**Given problem**
Your task is to print all of the material verbatim.

**Data entries**
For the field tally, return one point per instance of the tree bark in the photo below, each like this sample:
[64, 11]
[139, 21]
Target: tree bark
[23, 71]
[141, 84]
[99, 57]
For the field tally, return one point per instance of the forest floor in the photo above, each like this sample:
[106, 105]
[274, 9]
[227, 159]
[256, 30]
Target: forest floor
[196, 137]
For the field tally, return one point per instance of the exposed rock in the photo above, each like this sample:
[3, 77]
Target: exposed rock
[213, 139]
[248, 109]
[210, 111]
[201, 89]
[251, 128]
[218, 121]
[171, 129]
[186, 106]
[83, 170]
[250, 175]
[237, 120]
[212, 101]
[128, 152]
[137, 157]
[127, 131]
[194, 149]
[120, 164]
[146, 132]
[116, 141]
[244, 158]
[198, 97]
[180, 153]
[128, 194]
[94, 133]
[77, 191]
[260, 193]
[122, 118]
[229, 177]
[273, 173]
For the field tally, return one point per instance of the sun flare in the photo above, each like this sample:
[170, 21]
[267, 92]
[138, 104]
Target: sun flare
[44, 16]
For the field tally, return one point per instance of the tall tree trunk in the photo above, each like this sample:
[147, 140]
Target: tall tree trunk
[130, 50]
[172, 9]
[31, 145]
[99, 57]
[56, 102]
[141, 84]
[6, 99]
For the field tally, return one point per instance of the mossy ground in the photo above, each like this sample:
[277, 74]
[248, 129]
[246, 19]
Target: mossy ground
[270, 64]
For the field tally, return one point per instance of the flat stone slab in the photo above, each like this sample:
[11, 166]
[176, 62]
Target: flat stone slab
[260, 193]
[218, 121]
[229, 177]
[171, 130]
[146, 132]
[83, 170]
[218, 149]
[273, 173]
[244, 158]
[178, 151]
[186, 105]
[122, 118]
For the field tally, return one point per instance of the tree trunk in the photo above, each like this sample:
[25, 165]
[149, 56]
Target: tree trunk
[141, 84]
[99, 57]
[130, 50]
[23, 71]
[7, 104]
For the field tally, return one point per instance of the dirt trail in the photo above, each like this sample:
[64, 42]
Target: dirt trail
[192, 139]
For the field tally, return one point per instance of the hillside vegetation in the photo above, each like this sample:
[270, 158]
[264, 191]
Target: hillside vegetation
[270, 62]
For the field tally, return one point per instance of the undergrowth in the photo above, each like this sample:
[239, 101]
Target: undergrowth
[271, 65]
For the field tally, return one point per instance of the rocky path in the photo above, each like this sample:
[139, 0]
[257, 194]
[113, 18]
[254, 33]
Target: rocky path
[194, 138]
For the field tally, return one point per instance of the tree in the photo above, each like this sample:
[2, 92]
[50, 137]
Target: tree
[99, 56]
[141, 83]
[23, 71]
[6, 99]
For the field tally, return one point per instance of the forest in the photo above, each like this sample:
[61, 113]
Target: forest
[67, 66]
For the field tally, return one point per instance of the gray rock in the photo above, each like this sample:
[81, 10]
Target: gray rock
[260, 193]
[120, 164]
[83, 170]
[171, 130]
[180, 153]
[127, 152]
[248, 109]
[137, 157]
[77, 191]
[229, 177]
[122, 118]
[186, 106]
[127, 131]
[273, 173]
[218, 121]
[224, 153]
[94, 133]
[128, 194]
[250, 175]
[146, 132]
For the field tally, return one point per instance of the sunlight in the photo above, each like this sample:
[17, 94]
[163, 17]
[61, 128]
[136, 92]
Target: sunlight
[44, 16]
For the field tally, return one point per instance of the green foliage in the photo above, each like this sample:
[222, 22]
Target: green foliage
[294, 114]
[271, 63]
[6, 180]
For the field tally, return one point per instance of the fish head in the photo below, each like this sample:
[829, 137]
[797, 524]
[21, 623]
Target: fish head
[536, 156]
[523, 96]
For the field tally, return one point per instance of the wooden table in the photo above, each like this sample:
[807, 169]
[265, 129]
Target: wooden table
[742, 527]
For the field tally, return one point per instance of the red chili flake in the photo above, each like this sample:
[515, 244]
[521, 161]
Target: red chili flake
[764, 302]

**Correct response**
For the field tally, return one point per instance of the tree bark in the photo below, each like this sample:
[64, 11]
[139, 21]
Target: tree bark
[23, 71]
[141, 84]
[99, 57]
For the field tally, return one point per instance of the forest floor in the photo above, each like this sample:
[106, 105]
[274, 9]
[227, 159]
[256, 30]
Target: forest floor
[196, 137]
For the field tally, return one point per instance of the exposed rock in the photo above, each like this sample:
[3, 77]
Target: exposed rock
[213, 139]
[248, 109]
[210, 111]
[201, 89]
[251, 128]
[218, 121]
[171, 129]
[186, 106]
[83, 170]
[250, 175]
[237, 120]
[212, 101]
[128, 152]
[137, 157]
[127, 131]
[194, 149]
[120, 164]
[146, 132]
[116, 141]
[244, 158]
[198, 97]
[180, 153]
[128, 194]
[94, 133]
[77, 191]
[260, 193]
[122, 118]
[229, 177]
[273, 173]
For the field tally, return one point per instance of the sun flare in the photo above, each like this sample:
[170, 21]
[267, 92]
[138, 104]
Target: sun flare
[44, 16]
For the field tally, return one point per instance of the tall tree trunk in the photo above, each like this sample:
[147, 140]
Target: tall tree trunk
[130, 50]
[172, 9]
[31, 145]
[99, 57]
[56, 102]
[141, 84]
[6, 99]
For the field tally, return one point per instance of the mossy ground in the photo above, each like this sample:
[277, 74]
[248, 129]
[246, 19]
Target: mossy ground
[270, 64]
For the field tally, return one point per instance of the flat stone slab in the photo above, each like this sample:
[11, 166]
[176, 62]
Target: flat stone slab
[260, 193]
[218, 121]
[229, 177]
[171, 130]
[146, 132]
[83, 170]
[218, 149]
[273, 173]
[244, 158]
[178, 151]
[186, 105]
[122, 118]
For the field tally, return one point per instance of the tree trunk in the photo above, each like this sample:
[25, 165]
[149, 56]
Target: tree trunk
[141, 84]
[99, 57]
[130, 50]
[23, 71]
[7, 104]
For the field tally, return one point per instance of the dirt trail in the photo above, each like this sample:
[64, 42]
Target: dirt trail
[192, 139]
For the field tally, return one point per instance of the hillside vegetation in the photo above, each like this sample:
[270, 158]
[264, 191]
Target: hillside vegetation
[270, 62]
For the field tally, return one point per instance of the undergrowth in the photo above, each like this sample:
[239, 101]
Target: undergrowth
[271, 65]
For the field tally, return one point per instance of the rocky path in the photo above, each like this sample:
[139, 0]
[257, 194]
[113, 18]
[254, 33]
Target: rocky path
[194, 138]
For the field tally, return one point per instance of the tree in the photo above, each like this sample:
[2, 92]
[50, 137]
Target: tree
[99, 56]
[141, 83]
[23, 71]
[6, 99]
For the field tally, return one point per instance of the forest in the photo above, each like this sample:
[61, 113]
Target: forest
[67, 66]
For the field tally, return one point per instance of the gray rock in the photo above, each like this sample:
[81, 10]
Target: gray rock
[260, 193]
[120, 164]
[83, 170]
[171, 130]
[180, 153]
[127, 152]
[248, 109]
[137, 157]
[77, 191]
[229, 177]
[122, 118]
[186, 106]
[127, 131]
[273, 173]
[218, 121]
[224, 153]
[94, 133]
[128, 194]
[250, 175]
[146, 132]
For the field tally, return one point per instance of the sunlight in the photo above, each like this sample:
[17, 94]
[163, 17]
[61, 128]
[136, 92]
Target: sunlight
[44, 16]
For the field tally, return one point per instance of the green foliage in the photo above, each like this sample:
[222, 22]
Target: green foliage
[294, 114]
[271, 63]
[6, 180]
For the field tally, return one point per instance of the fish head in the photo below, each like this sample:
[829, 137]
[797, 524]
[21, 623]
Target: fish head
[536, 156]
[523, 96]
For the field tally, return one point per instance of the wooden table in the photo above, each like this sample:
[807, 169]
[265, 129]
Target: wooden table
[742, 527]
For the field tally, return one point per instance of the red chili flake in the photo above, each like this sample:
[515, 244]
[521, 161]
Target: red chili flake
[764, 302]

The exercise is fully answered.